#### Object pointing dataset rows
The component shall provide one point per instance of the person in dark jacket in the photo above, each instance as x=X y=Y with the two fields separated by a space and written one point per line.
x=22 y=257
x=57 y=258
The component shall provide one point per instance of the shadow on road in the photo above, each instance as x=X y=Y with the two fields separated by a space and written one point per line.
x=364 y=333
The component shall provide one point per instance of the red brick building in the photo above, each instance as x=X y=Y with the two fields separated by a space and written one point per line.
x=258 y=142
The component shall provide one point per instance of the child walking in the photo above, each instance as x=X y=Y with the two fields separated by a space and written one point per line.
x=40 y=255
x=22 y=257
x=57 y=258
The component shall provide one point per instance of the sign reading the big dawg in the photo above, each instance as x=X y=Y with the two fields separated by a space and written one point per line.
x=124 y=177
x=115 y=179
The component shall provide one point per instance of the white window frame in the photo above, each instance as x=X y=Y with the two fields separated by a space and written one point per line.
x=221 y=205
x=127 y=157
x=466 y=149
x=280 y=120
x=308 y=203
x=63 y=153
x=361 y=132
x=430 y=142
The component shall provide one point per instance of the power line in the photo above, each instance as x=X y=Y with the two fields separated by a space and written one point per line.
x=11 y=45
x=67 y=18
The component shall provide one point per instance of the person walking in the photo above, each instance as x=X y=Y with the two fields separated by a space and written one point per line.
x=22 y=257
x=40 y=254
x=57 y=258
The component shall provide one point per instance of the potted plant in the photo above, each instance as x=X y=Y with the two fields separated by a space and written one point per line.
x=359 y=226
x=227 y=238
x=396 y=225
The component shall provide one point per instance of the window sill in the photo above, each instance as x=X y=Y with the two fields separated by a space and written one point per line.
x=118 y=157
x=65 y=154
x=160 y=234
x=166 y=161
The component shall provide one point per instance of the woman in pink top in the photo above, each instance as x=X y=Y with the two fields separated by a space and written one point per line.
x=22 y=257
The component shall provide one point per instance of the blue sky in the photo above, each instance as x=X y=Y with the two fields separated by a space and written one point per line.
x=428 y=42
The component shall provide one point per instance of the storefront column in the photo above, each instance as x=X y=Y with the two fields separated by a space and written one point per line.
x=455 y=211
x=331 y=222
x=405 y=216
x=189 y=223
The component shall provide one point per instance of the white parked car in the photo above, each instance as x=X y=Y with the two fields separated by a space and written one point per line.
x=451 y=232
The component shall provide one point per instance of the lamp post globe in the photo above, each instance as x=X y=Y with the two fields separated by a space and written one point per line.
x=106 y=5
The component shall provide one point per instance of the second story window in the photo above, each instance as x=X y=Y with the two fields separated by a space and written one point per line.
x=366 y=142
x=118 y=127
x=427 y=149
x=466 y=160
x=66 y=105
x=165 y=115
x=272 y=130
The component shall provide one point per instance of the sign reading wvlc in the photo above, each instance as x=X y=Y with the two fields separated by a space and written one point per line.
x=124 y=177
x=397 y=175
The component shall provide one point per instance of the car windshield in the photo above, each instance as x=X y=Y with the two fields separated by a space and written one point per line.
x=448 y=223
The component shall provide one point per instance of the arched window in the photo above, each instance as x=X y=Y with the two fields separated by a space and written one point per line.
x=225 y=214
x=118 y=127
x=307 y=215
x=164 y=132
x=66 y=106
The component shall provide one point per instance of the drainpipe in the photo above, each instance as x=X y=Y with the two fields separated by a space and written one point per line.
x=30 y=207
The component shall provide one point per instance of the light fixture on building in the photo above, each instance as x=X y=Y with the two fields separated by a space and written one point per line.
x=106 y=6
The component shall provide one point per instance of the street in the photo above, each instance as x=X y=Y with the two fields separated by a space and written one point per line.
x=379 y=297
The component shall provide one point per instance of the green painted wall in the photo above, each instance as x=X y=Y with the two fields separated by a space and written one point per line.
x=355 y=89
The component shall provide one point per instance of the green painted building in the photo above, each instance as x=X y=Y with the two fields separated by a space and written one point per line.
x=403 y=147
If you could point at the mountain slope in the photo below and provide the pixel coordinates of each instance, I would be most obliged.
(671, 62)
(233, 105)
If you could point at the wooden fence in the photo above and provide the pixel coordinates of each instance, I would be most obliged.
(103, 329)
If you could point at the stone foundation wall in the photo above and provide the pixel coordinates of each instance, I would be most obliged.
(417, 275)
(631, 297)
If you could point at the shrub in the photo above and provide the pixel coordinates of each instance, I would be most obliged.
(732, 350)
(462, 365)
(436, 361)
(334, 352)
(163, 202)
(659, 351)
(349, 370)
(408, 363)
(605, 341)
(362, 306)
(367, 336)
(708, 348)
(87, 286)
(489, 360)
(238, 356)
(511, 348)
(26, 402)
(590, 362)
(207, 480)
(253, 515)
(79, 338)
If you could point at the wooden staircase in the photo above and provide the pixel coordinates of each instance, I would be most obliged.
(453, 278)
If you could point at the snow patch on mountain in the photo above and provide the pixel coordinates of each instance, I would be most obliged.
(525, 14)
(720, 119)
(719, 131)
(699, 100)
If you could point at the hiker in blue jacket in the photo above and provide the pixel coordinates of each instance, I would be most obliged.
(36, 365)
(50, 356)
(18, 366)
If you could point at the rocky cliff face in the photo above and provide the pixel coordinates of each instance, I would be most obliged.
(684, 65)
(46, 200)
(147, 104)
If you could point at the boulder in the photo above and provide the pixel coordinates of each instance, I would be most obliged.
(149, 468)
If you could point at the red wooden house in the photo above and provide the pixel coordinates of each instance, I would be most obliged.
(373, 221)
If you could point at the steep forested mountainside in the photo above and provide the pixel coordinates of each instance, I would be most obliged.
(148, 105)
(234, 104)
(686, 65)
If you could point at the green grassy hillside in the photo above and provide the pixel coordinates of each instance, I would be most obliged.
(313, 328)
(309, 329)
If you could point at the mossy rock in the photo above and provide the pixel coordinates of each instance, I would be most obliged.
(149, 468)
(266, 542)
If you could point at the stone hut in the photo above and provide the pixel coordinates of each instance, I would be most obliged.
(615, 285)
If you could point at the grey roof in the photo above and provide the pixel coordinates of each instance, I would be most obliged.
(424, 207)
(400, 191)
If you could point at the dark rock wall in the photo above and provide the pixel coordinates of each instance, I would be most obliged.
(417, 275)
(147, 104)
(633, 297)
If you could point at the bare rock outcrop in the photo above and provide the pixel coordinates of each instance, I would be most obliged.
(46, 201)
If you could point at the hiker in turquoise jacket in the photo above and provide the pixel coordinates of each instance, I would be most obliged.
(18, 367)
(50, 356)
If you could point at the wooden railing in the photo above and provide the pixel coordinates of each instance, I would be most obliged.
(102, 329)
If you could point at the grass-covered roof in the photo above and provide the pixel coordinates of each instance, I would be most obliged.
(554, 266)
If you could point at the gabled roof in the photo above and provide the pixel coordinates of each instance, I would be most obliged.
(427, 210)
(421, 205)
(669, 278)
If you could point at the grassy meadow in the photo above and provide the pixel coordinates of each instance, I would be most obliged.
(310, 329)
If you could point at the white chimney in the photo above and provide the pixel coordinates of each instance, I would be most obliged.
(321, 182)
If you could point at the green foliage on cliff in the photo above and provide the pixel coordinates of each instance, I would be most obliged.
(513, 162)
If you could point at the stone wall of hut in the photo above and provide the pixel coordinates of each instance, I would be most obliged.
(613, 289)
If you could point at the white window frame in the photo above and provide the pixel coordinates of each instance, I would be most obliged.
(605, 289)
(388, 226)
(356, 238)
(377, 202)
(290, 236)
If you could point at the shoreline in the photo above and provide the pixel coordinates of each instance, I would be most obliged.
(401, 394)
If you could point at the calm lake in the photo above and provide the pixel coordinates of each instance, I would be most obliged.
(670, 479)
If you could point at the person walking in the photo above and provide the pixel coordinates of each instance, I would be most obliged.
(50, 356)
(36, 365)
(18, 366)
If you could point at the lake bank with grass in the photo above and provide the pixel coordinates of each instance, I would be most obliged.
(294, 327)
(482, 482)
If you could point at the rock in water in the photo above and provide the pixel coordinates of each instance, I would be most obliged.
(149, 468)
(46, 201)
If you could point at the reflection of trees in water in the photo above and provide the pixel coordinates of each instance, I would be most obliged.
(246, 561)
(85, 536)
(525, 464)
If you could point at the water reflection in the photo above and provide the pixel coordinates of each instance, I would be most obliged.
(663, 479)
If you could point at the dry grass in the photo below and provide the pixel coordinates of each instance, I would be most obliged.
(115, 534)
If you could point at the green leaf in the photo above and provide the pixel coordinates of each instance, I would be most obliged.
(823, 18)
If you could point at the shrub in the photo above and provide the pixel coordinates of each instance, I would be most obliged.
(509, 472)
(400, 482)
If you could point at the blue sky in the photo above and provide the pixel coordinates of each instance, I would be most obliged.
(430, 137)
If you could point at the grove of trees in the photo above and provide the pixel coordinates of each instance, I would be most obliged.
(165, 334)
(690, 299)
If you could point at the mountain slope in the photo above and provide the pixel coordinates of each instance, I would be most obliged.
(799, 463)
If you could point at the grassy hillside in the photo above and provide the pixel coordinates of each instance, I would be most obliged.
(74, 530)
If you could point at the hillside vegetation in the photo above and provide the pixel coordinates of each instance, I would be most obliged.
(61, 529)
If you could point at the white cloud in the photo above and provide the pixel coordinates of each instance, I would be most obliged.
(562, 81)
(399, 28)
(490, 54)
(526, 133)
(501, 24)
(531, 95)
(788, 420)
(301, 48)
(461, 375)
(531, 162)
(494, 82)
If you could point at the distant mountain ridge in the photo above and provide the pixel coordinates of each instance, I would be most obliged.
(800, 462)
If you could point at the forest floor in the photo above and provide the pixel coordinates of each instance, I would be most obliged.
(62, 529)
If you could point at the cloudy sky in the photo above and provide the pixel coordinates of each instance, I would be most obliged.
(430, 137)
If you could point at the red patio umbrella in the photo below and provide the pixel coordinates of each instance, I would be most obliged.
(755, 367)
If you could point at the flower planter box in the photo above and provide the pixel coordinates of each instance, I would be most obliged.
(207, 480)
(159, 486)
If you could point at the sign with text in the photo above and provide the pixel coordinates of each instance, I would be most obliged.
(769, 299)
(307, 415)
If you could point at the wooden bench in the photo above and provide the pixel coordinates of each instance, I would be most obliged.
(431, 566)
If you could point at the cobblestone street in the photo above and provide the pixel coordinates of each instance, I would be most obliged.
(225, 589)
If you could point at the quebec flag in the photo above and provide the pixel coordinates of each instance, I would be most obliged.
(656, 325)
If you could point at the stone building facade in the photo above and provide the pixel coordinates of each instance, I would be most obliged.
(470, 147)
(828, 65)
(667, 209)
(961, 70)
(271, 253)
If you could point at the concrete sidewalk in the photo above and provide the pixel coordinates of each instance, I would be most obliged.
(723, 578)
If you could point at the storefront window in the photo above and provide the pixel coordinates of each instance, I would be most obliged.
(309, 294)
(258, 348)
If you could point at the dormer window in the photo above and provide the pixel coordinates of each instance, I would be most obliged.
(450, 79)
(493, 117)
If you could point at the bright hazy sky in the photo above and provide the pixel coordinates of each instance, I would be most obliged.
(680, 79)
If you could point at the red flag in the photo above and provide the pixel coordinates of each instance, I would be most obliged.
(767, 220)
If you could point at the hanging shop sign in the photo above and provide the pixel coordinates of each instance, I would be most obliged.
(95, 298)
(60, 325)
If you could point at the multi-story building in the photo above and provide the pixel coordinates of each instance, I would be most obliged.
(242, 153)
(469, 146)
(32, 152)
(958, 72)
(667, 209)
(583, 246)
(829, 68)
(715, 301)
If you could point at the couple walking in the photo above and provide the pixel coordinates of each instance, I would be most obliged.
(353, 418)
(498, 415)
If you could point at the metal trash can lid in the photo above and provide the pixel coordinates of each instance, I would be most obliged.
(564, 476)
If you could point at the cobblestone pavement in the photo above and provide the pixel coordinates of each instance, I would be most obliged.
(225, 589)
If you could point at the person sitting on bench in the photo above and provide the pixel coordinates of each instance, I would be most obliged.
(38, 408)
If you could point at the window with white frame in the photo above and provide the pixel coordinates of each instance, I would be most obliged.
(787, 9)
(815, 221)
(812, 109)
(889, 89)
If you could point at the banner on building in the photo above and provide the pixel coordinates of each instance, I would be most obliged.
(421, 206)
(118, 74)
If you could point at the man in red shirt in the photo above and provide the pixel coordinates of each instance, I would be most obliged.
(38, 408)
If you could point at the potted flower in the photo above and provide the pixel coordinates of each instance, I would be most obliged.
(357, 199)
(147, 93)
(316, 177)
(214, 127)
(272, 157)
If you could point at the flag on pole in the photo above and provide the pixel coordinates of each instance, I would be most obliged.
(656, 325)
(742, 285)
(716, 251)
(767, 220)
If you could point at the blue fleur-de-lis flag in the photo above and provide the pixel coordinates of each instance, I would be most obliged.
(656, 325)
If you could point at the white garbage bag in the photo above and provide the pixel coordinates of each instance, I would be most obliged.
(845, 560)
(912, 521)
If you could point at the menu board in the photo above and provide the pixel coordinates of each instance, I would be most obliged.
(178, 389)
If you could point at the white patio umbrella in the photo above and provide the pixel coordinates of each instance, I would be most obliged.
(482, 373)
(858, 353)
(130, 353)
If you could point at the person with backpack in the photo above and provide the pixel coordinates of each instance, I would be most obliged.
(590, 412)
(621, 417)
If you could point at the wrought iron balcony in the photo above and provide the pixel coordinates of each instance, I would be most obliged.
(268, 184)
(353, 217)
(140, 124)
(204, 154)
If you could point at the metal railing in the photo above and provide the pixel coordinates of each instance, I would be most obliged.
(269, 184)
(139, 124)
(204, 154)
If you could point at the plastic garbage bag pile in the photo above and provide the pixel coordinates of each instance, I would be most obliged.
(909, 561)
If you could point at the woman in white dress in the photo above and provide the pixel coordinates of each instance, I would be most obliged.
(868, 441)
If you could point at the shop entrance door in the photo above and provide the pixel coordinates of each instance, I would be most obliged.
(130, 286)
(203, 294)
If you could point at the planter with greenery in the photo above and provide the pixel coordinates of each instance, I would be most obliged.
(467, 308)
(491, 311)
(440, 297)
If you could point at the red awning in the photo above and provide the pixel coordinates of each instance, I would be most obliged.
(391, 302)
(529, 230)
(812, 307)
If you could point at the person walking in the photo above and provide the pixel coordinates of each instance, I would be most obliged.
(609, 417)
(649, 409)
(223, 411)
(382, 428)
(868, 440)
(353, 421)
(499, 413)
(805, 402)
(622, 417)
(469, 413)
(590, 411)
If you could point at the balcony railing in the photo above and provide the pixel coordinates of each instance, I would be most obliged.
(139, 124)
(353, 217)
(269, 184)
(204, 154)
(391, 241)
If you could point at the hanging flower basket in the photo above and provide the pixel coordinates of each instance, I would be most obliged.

#### Set exercise
Could you copy the material word for word, from its first line through the line containing "x=396 y=225", with both of those lines included?

#### Task response
The component shall provide one point per instance of the person in dark jacket in the photo above, each instance as x=X y=Y with the two fields separated by a space and written one point per line.
x=22 y=257
x=57 y=258
The component shall provide one point per instance of the shadow on road in the photo above, each instance as x=X y=Y with the two fields separated by a space and written one point per line.
x=364 y=333
The component shall provide one point per instance of the red brick building in the photo above, each instance as x=X y=Y with the two fields separated by a space and written one point per line.
x=258 y=142
The component shall provide one point per instance of the child walking in the photo above, each instance as x=X y=Y with the two fields separated by a space and written one point per line.
x=40 y=255
x=22 y=257
x=57 y=258
The component shall provide one point per instance of the sign reading the big dawg in the photo above, each instance as x=X y=Y with the two fields separated by a space and written one point per line.
x=124 y=177
x=115 y=179
The component shall provide one point per instance of the white window frame in the photo above, each instance as x=X y=Y with the two fields separated by a space and written one point per line.
x=221 y=205
x=127 y=157
x=466 y=149
x=280 y=120
x=308 y=203
x=63 y=153
x=361 y=132
x=430 y=142
The component shall provide one point per instance of the power line in the photo above, each instance as x=X y=Y with the two fields separated by a space and written one point per line.
x=11 y=45
x=67 y=18
The component shall provide one point per instance of the person walking in the photo above, each instance as x=X y=Y with the two fields separated by a space and written one point per line.
x=22 y=257
x=40 y=254
x=57 y=258
The component shall provide one point per instance of the potted plant in the photo above, each instance as x=X y=Y with the two fields separated by a space and written one point per line.
x=359 y=226
x=227 y=238
x=396 y=225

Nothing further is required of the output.